### Direction
Only the lines from the line holding "-- sample [301,25]." through the final line of the entries below are to be returned, exactly as they stand.

### Supplied information

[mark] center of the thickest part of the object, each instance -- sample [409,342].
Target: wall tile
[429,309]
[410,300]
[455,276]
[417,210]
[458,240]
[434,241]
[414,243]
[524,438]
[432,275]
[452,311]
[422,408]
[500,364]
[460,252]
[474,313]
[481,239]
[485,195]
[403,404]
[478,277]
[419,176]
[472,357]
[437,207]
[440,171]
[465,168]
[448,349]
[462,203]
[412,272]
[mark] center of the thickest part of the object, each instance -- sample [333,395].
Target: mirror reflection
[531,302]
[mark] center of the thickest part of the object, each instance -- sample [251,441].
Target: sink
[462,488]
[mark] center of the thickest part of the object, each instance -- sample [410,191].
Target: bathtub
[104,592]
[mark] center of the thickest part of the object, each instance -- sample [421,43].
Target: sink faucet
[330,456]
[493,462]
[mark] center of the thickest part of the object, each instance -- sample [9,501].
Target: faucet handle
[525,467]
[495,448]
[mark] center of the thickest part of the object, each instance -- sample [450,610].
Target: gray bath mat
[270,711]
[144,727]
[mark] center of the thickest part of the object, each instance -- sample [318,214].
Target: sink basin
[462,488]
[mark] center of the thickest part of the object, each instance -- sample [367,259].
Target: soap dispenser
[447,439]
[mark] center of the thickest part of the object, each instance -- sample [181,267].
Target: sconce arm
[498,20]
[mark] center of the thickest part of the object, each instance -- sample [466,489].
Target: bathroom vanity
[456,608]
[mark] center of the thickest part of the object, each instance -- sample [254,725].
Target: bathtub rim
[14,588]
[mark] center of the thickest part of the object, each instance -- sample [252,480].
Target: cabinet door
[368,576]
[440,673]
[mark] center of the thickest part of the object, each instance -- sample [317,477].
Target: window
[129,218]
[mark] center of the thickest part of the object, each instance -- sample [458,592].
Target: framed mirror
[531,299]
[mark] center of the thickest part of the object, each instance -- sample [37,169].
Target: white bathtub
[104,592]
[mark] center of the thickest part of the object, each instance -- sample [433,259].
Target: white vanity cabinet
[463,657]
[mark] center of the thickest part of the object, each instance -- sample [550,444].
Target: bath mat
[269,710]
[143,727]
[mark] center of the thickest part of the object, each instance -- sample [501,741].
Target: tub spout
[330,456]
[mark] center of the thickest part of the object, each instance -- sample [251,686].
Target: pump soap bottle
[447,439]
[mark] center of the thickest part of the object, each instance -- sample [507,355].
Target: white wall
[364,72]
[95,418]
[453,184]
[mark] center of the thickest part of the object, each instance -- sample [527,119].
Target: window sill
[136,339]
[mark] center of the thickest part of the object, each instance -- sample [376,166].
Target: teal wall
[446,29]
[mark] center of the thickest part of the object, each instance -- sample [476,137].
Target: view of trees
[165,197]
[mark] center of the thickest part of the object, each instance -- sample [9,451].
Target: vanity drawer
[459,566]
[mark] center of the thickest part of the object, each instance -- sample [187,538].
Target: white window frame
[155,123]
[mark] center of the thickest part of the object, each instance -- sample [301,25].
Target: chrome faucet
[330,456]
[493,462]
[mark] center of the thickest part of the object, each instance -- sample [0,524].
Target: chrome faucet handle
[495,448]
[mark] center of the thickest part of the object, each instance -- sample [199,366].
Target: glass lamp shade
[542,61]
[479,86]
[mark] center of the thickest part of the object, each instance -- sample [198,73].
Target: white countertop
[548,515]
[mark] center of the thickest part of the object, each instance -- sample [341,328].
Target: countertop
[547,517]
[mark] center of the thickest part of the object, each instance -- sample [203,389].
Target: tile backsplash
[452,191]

### Answer to this exercise
[mark] center of the thickest part of the object, each instance -- sample [301,25].
Target: chrome faucet
[330,456]
[493,462]
[mark] center of the thickest part of the object, each instance -- sample [0,524].
Target: chrome faucet handle
[495,448]
[mark] center of the thickest part of the object, each instance -- sample [199,366].
Target: glass lamp shade
[542,61]
[479,86]
[mark] center of the thickest part of the object, each instance -- sample [198,73].
Target: white countertop
[548,515]
[mark] center of the thickest part of the object, each instance -- sample [341,328].
Target: countertop
[547,517]
[mark] center of the thickest part of the object, each instance -- sample [203,389].
Target: tile backsplash
[452,191]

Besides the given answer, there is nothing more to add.